**WHAT THIS EXERCISE ASKS**
**A.** From the reply about the Gaussian filter code, copy the passage between "Here you are" and "jray, sigma, shape)", inclusive.
**B.** For each statement, say yes or no according to the reply about the Gaussian filter code, and quote the words from it that decide the answer. (i) The lambda function in the original line is called right after it is constructed. (ii) The result stored in the variable 'filter' is a Python list. (iii) The function returned by gaussianfilter01 takes three parameters.

##### EXTRACTED TEXT

Here you are constructing a lambda function and immediately calling
it, storing the result (a numpy array) in the variable 'filter'.
Let's take that line apart a little. The below is equivalent:
temp_function = lambda i, j: gauss(i, j, sigma, shape)
filter = temp_function(iray, jray)

Which, as you can see now, is a little silly, as it is EXACTLY
equivalent to the following:
filter = gauss(iray, jray, sigma, shape)

> def gaussianfilter01(sigma, shape):
>    iray,jray  = indices(shape)
>    def filter(i, j):
>        return gauss(i,j,sigma,shape)(iray, jray)
>    return filter

> This doesn't work!!
Yes, this will not work for a variety of reasons. It returns a
function, as you have noted. Moreover, the function is broken. If I do
the following:
filter = gaussianfilter01(sigma, shape)
then filter is a 2-parameter function that I can call as:
filter(i, j)
which will do two operations, that decompose as follows:
temp_result = gauss(i, j, sigma, shape)

##########
##### STORED ROWS

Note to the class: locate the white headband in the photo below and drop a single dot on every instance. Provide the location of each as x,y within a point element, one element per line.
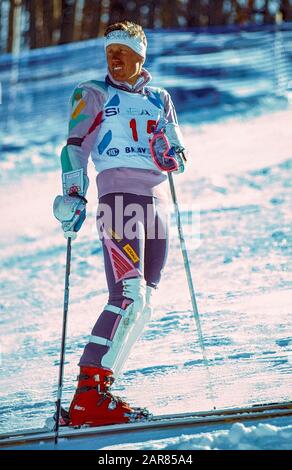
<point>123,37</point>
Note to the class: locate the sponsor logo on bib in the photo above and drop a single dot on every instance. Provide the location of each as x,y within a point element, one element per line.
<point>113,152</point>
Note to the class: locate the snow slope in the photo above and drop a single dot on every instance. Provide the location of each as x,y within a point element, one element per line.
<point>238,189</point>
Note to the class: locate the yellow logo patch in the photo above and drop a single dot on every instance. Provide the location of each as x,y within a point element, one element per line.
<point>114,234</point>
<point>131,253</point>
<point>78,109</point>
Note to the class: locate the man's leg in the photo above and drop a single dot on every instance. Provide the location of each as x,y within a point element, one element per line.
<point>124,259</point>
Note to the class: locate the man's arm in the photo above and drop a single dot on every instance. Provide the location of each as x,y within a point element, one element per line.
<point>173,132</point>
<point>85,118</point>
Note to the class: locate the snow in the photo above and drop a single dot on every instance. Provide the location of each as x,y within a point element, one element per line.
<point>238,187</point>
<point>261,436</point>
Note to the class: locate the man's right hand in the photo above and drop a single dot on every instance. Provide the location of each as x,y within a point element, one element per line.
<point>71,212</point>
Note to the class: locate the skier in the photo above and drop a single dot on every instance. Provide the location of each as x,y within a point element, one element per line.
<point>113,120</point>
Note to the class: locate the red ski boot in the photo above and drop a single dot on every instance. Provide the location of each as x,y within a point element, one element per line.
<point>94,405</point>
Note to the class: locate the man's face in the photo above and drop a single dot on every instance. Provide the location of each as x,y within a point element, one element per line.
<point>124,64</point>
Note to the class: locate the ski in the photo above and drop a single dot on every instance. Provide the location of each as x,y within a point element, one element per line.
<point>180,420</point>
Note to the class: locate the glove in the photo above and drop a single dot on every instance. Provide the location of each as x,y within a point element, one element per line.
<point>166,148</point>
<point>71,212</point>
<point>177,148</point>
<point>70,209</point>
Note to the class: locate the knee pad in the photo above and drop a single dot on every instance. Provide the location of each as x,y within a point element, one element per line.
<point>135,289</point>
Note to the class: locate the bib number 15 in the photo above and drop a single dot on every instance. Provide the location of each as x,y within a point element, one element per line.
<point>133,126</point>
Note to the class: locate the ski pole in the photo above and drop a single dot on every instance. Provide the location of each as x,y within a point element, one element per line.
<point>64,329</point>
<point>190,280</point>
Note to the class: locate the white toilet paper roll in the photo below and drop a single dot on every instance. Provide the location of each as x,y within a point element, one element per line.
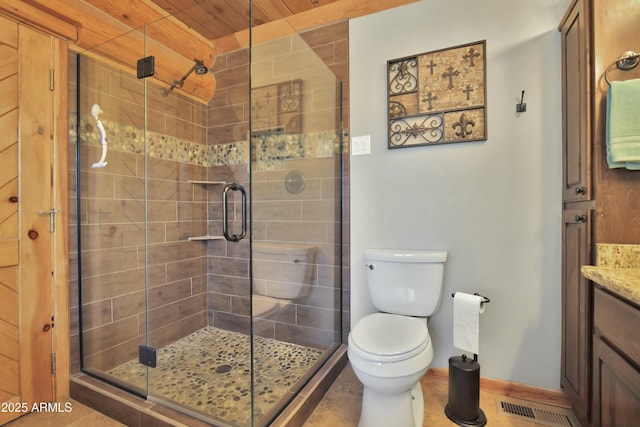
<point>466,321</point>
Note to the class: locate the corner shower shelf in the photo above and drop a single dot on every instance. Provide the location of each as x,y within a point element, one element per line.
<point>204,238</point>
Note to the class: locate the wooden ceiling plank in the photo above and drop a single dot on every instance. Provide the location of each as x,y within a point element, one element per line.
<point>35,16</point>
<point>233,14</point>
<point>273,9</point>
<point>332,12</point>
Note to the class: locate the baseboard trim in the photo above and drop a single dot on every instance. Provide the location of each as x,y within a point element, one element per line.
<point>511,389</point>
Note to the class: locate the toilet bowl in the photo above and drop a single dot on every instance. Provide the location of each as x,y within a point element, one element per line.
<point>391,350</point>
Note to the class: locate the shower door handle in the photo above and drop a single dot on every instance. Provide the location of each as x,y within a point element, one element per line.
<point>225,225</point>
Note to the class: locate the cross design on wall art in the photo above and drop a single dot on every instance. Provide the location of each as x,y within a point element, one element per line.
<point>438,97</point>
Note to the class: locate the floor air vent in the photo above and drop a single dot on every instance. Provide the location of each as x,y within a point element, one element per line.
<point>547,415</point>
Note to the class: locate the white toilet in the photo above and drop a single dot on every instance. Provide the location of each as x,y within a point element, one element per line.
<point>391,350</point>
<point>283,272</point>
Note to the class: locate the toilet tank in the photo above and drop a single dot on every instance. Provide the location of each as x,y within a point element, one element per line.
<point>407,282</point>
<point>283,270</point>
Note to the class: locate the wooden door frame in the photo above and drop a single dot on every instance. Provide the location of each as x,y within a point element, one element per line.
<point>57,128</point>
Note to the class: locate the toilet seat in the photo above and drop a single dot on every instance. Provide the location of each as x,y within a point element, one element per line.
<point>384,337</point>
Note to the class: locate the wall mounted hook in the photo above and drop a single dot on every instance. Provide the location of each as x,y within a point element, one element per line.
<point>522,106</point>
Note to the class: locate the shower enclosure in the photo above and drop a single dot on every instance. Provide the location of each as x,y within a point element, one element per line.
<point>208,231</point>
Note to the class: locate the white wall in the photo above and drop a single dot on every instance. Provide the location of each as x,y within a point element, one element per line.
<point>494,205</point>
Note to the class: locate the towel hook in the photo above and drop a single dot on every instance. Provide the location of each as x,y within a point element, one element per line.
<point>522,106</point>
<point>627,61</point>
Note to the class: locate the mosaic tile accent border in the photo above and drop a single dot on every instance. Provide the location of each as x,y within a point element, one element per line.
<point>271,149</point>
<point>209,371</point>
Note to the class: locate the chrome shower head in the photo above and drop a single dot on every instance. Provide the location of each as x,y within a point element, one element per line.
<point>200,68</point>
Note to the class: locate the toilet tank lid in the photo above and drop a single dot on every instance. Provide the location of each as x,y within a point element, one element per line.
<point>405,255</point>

##########

**ANSWERS FOR THE EXERCISE**
**A.**
Here you are constructing a lambda function and immediately calling
it, storing the result (a numpy array) in the variable 'filter'.
Let's take that line apart a little. The below is equivalent:
temp_function = lambda i, j: gauss(i, j, sigma, shape)
filter = temp_function(iray, jray)

Which, as you can see now, is a little silly, as it is EXACTLY
equivalent to the following:
filter = gauss(iray, jray, sigma, shape)

**B.**
(i) Yes: "constructing a lambda function and immediately calling"
(ii) No: "storing the result (a numpy array) in the variable 'filter'"
(iii) No: "filter is a 2-parameter function"